The problem: Reproduce everything in the Senate hearing excerpt from "This hearing comes" down to "and neurodevelopmental disorders.".

━━━ Source extract ━━━

Senator Paul asked Monarez several questions about the science supporting the vaccine recommendations. He asked whether the COVID-19 vaccine reduces hospitalization for children under 18. Monarez responded, “It can,” to which Senator Paul said, “It doesn’t,” and explained there is no way to tell because the number of hospitalizations and deaths in this age group is extraordinarily small.
Monarez also said the COVID-19 vaccine “can” reduce deaths for this age group. Senator Paul said this is a ridiculous answer, that it doesn’t reduce deaths, and there is no statistical significance to prove this claim.
“The whole recommendation for having a COVID vaccine for 6 months up is not based on hospitalization data, not based on deaths, it’s based on whether you make antibodies or not,” Senator Paul said. “What people fail to see from this is – I can inject you with a foreign protein every week and measure antibodies, and you’ll make antibodies every time. It has nothing to do with whether you should get a vaccine every week.”
Senator Paul explained that there is no scientific reason for giving COVID-19 vaccines to children who are as young as 6 months of age because the death and hospitalization numbers are so small. He elaborated by describing the “significant” risks of myocarditis in this population at between six and eight for every 10,000 doses.
Senator Paul went on to challenge Monarez for refusing to fire individuals in the CDC who back the claim that children as young as 6 months should be receiving the COVID-19 vaccine despite having no scientific evidence that the benefit is greater than the risk associated with the product for this age group. Senator Paul said people cling to the idea of not changing the childhood vaccine schedule, but said that it is the duty of the federal health agency officials to make changes if the science doesn’t support the recommendations.
“You want to make all the kids take this,” Senator Paul said to Monarez. “The burden is upon you and the people you wouldn’t fire to prove to us that we need to give our 6-month-old a COVID vaccine and that we need to give our one-day-old the Hepatitis B vaccine. That’s what the debate ought to be about, not whether all vaccines are good or whether we live in Alice in Wonderland.”
Monarez said she agrees with Senator Paul, but she wouldn’t “pre-commit to approving all of the ACIP recommendations without the science.” Senator Paul said that it is “untrue.”
“Let me make it simple: Susan Monarez is a vaccine fanatic who deceived her way into the position by pretending to care about vaccine safety,” Siri wrote on X. “She took advantage of Secretary Kennedy’s trust. But even putting that aside, she has no business running the CDC because her vaccine knowledge consists of dogma, mantras, and slogans. That has also been reaffirmed in this hearing thus far.”
This hearing comes just over a week after a different Senate hearing in which an unpublished retrospective study comparing health outcomes between vaccinated and unvaccinated children was reviewed. In that hearing, Siri explained the results of the 2020 study and the alleged reasons Dr. Marcus Zervos and Henry Ford Health did not release the study.
The study was not peer-reviewed or published, but Siri explained that it is a robust study relying on real-world data, unlike the studies that are referenced to prove vaccine safety. The study reveals that vaccinated children were more than five times more likely to develop autoimmune diseases and neurodevelopmental disorders.

━━━ Available data ━━━

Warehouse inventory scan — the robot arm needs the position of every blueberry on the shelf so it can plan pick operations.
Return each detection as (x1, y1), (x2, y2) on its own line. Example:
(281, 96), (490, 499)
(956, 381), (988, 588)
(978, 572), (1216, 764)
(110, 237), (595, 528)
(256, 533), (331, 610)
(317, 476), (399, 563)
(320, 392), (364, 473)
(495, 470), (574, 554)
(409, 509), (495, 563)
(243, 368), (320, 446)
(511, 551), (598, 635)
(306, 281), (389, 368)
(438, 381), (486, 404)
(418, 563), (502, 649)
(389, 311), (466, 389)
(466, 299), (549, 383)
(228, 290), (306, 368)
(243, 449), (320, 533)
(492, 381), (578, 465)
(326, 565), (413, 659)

━━━
━━━ Available data ━━━

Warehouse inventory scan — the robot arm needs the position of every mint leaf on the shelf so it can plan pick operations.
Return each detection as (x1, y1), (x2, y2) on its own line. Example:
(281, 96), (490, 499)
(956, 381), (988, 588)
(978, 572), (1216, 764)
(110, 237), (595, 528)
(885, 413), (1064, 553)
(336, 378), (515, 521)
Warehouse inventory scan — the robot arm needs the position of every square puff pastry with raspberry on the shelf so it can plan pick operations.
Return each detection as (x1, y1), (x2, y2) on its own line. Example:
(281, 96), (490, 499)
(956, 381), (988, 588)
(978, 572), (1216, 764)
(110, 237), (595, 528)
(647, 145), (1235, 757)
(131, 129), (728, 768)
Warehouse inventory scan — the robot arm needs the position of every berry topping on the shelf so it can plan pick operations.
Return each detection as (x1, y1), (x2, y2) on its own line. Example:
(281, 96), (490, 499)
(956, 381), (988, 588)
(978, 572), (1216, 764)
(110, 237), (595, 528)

━━━
━━━ Available data ━━━

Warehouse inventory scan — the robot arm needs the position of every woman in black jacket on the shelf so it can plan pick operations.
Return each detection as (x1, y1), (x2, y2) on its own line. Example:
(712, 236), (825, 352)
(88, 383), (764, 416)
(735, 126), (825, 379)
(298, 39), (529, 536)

━━━

Result:
This hearing comes just over a week after a different Senate hearing in which an unpublished retrospective study comparing health outcomes between vaccinated and unvaccinated children was reviewed. In that hearing, Siri explained the results of the 2020 study and the alleged reasons Dr. Marcus Zervos and Henry Ford Health did not release the study.
The study was not peer-reviewed or published, but Siri explained that it is a robust study relying on real-world data, unlike the studies that are referenced to prove vaccine safety. The study reveals that vaccinated children were more than five times more likely to develop autoimmune diseases and neurodevelopmental disorders.